== To do ==
Extract each line of the data and write it out again exactly.

== Given data ==
## Start
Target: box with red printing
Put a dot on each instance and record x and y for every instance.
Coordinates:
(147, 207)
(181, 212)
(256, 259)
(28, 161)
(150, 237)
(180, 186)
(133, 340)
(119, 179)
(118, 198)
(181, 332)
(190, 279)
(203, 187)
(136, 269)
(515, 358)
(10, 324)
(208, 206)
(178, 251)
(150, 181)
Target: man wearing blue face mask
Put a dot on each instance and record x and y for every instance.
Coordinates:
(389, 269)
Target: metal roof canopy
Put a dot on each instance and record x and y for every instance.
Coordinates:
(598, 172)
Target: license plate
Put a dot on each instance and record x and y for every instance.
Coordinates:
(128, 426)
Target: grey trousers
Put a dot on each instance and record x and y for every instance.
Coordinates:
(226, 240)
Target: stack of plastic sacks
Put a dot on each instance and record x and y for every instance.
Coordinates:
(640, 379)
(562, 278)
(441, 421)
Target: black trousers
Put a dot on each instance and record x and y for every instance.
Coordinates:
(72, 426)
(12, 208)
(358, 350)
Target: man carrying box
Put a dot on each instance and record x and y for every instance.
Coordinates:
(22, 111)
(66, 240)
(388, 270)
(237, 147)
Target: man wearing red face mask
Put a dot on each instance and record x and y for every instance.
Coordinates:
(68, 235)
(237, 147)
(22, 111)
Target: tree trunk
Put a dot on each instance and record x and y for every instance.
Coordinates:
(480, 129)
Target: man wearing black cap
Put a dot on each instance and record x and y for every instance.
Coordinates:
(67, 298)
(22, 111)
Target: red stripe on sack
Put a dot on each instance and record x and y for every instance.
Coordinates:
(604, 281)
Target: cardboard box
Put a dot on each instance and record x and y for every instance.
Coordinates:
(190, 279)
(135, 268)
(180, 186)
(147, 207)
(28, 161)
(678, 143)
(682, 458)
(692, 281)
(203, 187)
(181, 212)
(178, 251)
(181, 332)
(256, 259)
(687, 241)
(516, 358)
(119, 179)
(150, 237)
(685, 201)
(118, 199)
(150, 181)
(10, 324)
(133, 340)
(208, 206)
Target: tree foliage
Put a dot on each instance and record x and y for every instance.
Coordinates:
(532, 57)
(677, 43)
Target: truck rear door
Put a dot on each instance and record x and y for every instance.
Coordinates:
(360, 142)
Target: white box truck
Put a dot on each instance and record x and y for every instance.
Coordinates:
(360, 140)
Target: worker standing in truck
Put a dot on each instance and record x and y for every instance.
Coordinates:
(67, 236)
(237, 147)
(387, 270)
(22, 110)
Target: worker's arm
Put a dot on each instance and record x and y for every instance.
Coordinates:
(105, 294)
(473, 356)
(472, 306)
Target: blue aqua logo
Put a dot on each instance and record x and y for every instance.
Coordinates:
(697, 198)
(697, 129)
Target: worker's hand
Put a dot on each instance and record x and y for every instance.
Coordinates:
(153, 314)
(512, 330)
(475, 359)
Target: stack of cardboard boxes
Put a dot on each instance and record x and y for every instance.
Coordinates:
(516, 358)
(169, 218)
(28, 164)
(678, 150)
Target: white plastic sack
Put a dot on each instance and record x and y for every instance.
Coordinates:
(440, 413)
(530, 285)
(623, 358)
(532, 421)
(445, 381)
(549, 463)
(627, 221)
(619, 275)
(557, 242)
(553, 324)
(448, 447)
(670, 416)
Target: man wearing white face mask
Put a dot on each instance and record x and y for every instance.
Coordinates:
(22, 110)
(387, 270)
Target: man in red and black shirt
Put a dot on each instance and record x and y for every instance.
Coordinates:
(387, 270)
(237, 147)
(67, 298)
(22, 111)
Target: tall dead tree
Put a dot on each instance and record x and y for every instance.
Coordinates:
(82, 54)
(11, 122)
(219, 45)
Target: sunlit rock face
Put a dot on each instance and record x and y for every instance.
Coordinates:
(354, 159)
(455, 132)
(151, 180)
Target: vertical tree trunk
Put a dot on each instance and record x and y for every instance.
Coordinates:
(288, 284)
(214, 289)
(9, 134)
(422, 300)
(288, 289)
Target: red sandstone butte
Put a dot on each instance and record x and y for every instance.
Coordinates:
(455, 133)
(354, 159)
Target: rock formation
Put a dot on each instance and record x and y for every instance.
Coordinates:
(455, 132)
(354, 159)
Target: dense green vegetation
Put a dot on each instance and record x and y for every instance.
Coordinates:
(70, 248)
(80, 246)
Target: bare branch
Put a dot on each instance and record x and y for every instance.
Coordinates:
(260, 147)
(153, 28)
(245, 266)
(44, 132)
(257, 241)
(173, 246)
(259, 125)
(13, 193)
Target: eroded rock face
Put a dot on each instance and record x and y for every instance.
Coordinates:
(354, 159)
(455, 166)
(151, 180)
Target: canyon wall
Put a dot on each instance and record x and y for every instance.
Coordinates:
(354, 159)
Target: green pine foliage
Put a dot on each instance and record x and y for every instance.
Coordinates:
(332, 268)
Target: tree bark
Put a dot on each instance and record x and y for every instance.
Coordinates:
## End
== Solved problem ==
Target: box with red printing
Put a dot on each instance and record x and y for every instance.
Coordinates:
(147, 207)
(181, 212)
(256, 259)
(28, 161)
(150, 237)
(180, 186)
(133, 340)
(119, 179)
(118, 198)
(181, 332)
(190, 279)
(203, 187)
(136, 269)
(515, 358)
(10, 324)
(208, 206)
(178, 251)
(150, 181)
Target: man wearing blue face mask
Put a dot on each instance and record x and y for every instance.
Coordinates:
(389, 269)
Target: metal roof canopy
Put a dot on each instance and record x and y for every instance.
Coordinates:
(598, 172)
Target: license plate
Put a dot on each instance and record x and y for every instance.
Coordinates:
(128, 426)
Target: grey trousers
Put a dot on each instance and record x and y for every instance.
Coordinates:
(226, 240)
Target: stack of plastic sacks
Put a dot on each instance and record x and y for every instance.
Coordinates:
(640, 379)
(562, 278)
(441, 421)
Target: black trousers
Put a dot on each instance and record x and y for every instance.
Coordinates:
(72, 426)
(12, 208)
(358, 350)
Target: man carrying box
Put a dot on each instance and record x and y for every instance.
Coordinates:
(22, 111)
(66, 240)
(388, 270)
(237, 147)
Target: man wearing red face mask
Put a dot on each instance and record x and y for every instance.
Coordinates:
(68, 235)
(237, 147)
(22, 111)
Target: tree trunk
Put a dot on each instance and record x and y for every instance.
Coordinates:
(480, 129)
Target: man wearing black cap
Put a dot on each instance and record x and y for every instance.
Coordinates:
(67, 298)
(22, 111)
Target: red stripe on sack
Put a dot on each instance and record x and y for every instance.
Coordinates:
(604, 281)
Target: cardboard box
Put a dot on each instance and record x and y for every instance.
Coordinates:
(190, 279)
(135, 268)
(180, 186)
(147, 207)
(28, 161)
(678, 143)
(682, 458)
(692, 281)
(203, 187)
(181, 212)
(178, 251)
(181, 332)
(256, 259)
(687, 241)
(516, 358)
(119, 179)
(150, 237)
(685, 201)
(118, 199)
(150, 181)
(10, 324)
(133, 340)
(208, 206)
Target: tree foliage
Put a dot on each instance and record x and y for every instance.
Coordinates:
(532, 57)
(677, 43)
Target: truck rear door
Put a dot on each instance and record x and y for every instance.
Coordinates:
(360, 142)
Target: white box truck
Put a dot on each instance and record x and y for every instance.
Coordinates:
(360, 140)
Target: worker standing in truck
Put a dot on each instance and record x and y for every instance.
Coordinates:
(67, 236)
(237, 147)
(387, 270)
(22, 110)
Target: worker's arm
Put a dot on each instance and record x and y for every instance.
Coordinates:
(105, 294)
(473, 356)
(472, 306)
Target: blue aqua logo
Put a dot on each instance and record x and y for every instance.
Coordinates:
(697, 198)
(697, 129)
Target: worker's hand
Put a dot on each instance and record x and y for every instance.
Coordinates:
(153, 314)
(512, 330)
(475, 359)
Target: stack of cardboard boxes
Put a dot on each instance and record x and y for every instance.
Coordinates:
(516, 358)
(169, 218)
(28, 164)
(678, 150)
Target: white plastic sack
Put a dot on each instance and record x and y for every instance.
Coordinates:
(440, 413)
(530, 285)
(623, 358)
(532, 421)
(445, 381)
(549, 463)
(627, 221)
(619, 275)
(557, 242)
(553, 324)
(448, 447)
(670, 416)
Target: man wearing white face mask
Put a dot on each instance and record x and y for every instance.
Coordinates:
(22, 110)
(387, 270)
Target: man in red and black shirt
Put a dot on each instance and record x and y for every instance.
Coordinates:
(387, 270)
(237, 147)
(67, 298)
(22, 111)
Target: tall dead tree
Put a dot on each instance and record x and y for every instance.
Coordinates:
(82, 54)
(11, 122)
(219, 45)
Target: sunlit rock face
Put a dot on each instance and record x and y for every instance.
Coordinates:
(354, 159)
(455, 132)
(151, 180)
Target: vertical tree trunk
Put a dot on each instance and record x and y for every instance.
Coordinates:
(288, 284)
(214, 289)
(9, 134)
(422, 300)
(288, 289)
Target: red sandstone butte
Put a dot on each instance and record x and y for every instance.
Coordinates:
(455, 133)
(354, 159)
Target: rock formation
Put a dot on each instance and record x and y for every instance.
Coordinates:
(455, 132)
(354, 159)
Target: dense green vegetation
Put a dot on each instance and record x and y for every instance.
Coordinates:
(70, 248)
(80, 246)
Target: bare branch
Put a dot on each instance and record x and y for every instance.
Coordinates:
(260, 147)
(153, 28)
(245, 266)
(44, 132)
(257, 241)
(173, 246)
(259, 125)
(13, 193)
Target: eroded rock face
Put a dot on each instance and record x and y for every instance.
Coordinates:
(354, 159)
(455, 166)
(151, 180)
Target: canyon wall
Put a dot on each instance and record x and y for every instance.
Coordinates:
(354, 159)
Target: green pine foliage
Put a dot on each instance and record x and y for every instance.
Coordinates:
(332, 268)
Target: tree bark
Put a dot on each instance and record x and y for every instance.
Coordinates:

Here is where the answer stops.